_Work instruction 1_
In the forum post about subdomains and port 80, rewrite the part that begins with "Few subdomains - is" and ends with "search engines, etc.?", replacing "hrefs" with "links".
_Work instruction 2_
Please carry on the forum post about subdomains and port 80, starting right after its final line.

_Reading passage_
▼
Few subdomains - is port 80 required for each?

DeadlineX · January 19, 2020, 4:04am

Let’s say, I’ve got a domain like “mydomain.com”, and www.mydomain.com is its alias. I’ve installed certificate for www.mydomain.com and it works. I’ve added permanent redirection in mydomain.com to https://www.mydomain.com and it also works. My website has hrefs to subdomains like js.mydomain.com, img.mydomain.com, etc. Here is my question: should I create both port 80 and 443 hosts for each of these subdomains or port 443 would be enough? Please note, these subdomains are referred from my main site only, so I don’t expect, that anyone will type “http://img.mydomain.com” in his/her browser. Or is “http://” (i.e. port 80) necessary for search engines, etc.?

Also, what is better: either to issue separate certificate for each subdomain, or for all of them at once? And what will happen (what choice will be done) if I’ll type “–apache” in this case? Will I be asked by script or will it work somehow automatically?

Thank you.

P.S.
I’ve read this topic: Add new subdomain but it didn’t help me to understand it all at 100%, sorry.
▲
_Data excerpts_
▼
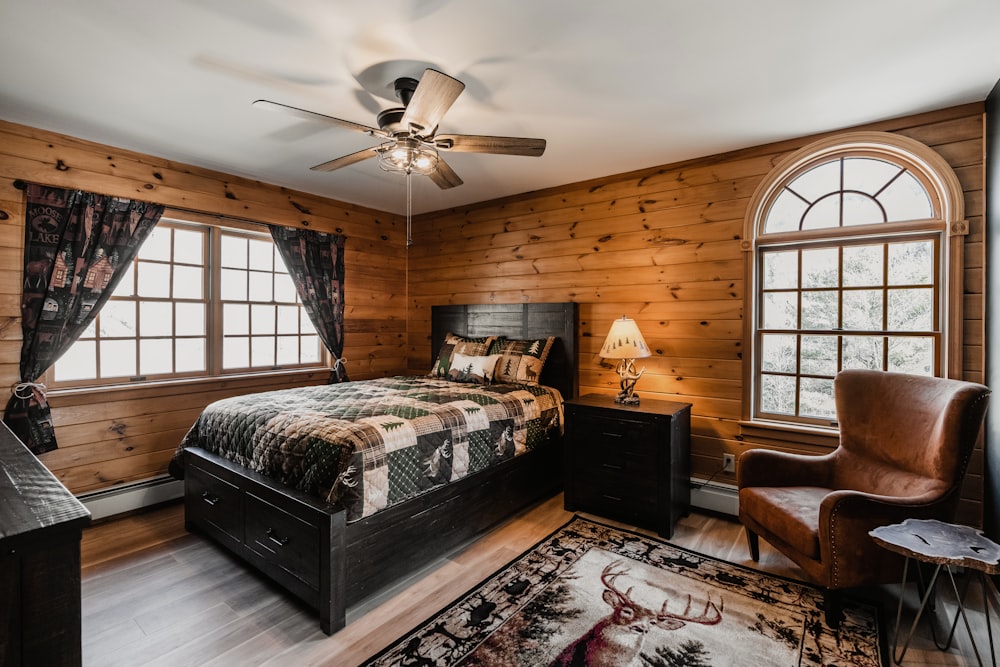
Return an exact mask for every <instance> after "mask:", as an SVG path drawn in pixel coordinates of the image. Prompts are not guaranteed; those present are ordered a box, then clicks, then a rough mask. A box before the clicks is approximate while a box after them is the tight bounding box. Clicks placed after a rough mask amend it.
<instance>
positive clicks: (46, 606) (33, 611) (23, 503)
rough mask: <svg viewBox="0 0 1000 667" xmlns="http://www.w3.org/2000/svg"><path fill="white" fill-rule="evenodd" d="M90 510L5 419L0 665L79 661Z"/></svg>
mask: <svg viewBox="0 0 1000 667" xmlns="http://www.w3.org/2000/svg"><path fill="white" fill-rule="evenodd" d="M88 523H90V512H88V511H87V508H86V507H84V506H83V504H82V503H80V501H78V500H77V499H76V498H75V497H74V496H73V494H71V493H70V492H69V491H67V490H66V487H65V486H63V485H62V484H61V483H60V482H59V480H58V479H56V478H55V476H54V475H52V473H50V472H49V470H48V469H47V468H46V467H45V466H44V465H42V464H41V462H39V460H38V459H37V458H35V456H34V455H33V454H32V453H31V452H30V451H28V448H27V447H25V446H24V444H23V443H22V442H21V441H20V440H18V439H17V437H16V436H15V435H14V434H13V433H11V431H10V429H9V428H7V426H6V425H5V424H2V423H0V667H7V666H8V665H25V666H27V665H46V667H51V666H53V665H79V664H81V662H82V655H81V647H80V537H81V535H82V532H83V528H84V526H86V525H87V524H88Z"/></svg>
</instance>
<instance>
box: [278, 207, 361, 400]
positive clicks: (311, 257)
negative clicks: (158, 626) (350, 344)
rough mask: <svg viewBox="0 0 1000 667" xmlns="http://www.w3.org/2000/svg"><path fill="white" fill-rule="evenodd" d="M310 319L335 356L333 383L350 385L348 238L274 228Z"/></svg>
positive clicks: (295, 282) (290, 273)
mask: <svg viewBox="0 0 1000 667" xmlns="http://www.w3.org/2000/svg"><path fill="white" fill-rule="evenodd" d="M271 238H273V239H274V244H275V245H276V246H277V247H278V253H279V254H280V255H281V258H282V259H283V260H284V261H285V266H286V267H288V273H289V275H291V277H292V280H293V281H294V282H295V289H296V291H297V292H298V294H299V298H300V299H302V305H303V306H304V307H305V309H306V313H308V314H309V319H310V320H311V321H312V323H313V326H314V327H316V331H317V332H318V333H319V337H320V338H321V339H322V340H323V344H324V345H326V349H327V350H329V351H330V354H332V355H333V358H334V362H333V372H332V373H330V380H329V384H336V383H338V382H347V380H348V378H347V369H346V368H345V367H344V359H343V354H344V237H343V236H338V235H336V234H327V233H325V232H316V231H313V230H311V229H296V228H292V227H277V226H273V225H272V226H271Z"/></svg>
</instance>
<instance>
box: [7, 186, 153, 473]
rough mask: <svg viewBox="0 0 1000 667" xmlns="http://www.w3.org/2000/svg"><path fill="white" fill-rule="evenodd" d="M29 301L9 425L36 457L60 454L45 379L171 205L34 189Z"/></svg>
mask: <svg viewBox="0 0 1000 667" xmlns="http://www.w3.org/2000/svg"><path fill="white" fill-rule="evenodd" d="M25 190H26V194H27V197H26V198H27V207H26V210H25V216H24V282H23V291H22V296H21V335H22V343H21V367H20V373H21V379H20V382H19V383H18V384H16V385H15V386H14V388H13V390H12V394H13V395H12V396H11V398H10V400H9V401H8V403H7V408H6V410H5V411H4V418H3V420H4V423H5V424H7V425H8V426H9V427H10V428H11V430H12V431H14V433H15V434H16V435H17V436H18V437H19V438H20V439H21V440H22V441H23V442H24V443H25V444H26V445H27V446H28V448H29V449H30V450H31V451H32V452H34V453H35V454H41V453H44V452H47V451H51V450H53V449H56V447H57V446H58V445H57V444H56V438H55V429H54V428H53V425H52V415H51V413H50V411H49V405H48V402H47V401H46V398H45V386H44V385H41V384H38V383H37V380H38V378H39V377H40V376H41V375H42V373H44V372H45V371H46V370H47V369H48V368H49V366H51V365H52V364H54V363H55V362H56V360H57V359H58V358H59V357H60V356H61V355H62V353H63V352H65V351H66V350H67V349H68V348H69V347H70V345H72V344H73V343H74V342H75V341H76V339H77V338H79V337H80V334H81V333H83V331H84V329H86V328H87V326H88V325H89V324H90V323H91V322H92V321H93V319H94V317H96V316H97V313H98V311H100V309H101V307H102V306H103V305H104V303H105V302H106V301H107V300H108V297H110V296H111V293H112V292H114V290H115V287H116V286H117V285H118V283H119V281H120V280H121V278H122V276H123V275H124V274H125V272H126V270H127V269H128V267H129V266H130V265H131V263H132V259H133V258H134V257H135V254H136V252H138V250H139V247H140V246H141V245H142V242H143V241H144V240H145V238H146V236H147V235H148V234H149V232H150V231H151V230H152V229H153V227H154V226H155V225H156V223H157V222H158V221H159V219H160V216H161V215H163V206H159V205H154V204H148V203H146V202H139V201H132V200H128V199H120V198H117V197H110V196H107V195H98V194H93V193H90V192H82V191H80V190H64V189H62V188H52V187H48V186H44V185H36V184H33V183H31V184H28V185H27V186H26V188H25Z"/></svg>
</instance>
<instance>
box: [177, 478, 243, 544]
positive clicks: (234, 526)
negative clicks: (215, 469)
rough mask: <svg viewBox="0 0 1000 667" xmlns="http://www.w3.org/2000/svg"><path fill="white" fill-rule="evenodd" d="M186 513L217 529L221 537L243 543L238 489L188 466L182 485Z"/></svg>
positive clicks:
▲
_Expected answer 1_
Few subdomains - is port 80 required for each?

DeadlineX · January 19, 2020, 4:04am

Let’s say, I’ve got a domain like “mydomain.com”, and www.mydomain.com is its alias. I’ve installed certificate for www.mydomain.com and it works. I’ve added permanent redirection in mydomain.com to https://www.mydomain.com and it also works. My website has links to subdomains like js.mydomain.com, img.mydomain.com, etc. Here is my question: should I create both port 80 and 443 hosts for each of these subdomains or port 443 would be enough? Please note, these subdomains are referred from my main site only, so I don’t expect, that anyone will type “http://img.mydomain.com” in his/her browser. Or is “http://” (i.e. port 80) necessary for search engines, etc.?

_Expected answer 2_
JuergenAuer · January 19, 2020, 8:29am

Hi @DeadlineX

please read some basics:

So, if you want to use http validation, a working port 80 is required.

That’s your choice.

DeadlineX · January 19, 2020, 9:31am

Thank you for the reply,
Indeed, I’ve read the description yet before I began with Let’sEncrypt. May be I’ve forgot something… Nevertheless, I never created “/.well-known/acme-challenge/” subdirectory in the virtual host directory. Neither I edited the DNS TXT record, as I’ve got static IP. Then how it all could work? It works for one “root” domain now, so I’m considering to add another domain with few subdomains.
Should I create “/.well-known/acme-challenge/” subdirectories manually for each of my virtual hosts?
Am I understanding it correctly, that all I need to do is to create the pairs for both domain and each of its subdomains, pointing to the same document home subdirectory:
mydomain.com:80 ==> /mydomain/home
mydomain.com:443 ==> /mydomain/home
sub1.mydomain.com:80 ==> /mydomain/sub1
sub1.mydomain.com:443 ==> /mydomain/sub1
sub2.mydomain.com:80 ==> /mydomain/sub2
sub2.mydomain.com:443 ==> /mydomain/sub2
… etc…
then I can just run certbot --apache, and it will:

reinstall my existing certificate for “myexistingdomain.com”
create and install new certificates for the items, pointed above
Or will Certbot look at “myexistingdomain.com” certificate, check if it is not getting expired (really it isn’t), and leave it as is?

JuergenAuer · January 19, 2020, 10:19am

Please try it, then you know it.

If your configuration is clean, it may work. If your configuration is buggy, it may crash.

So I don’t know (and can’t know) the result.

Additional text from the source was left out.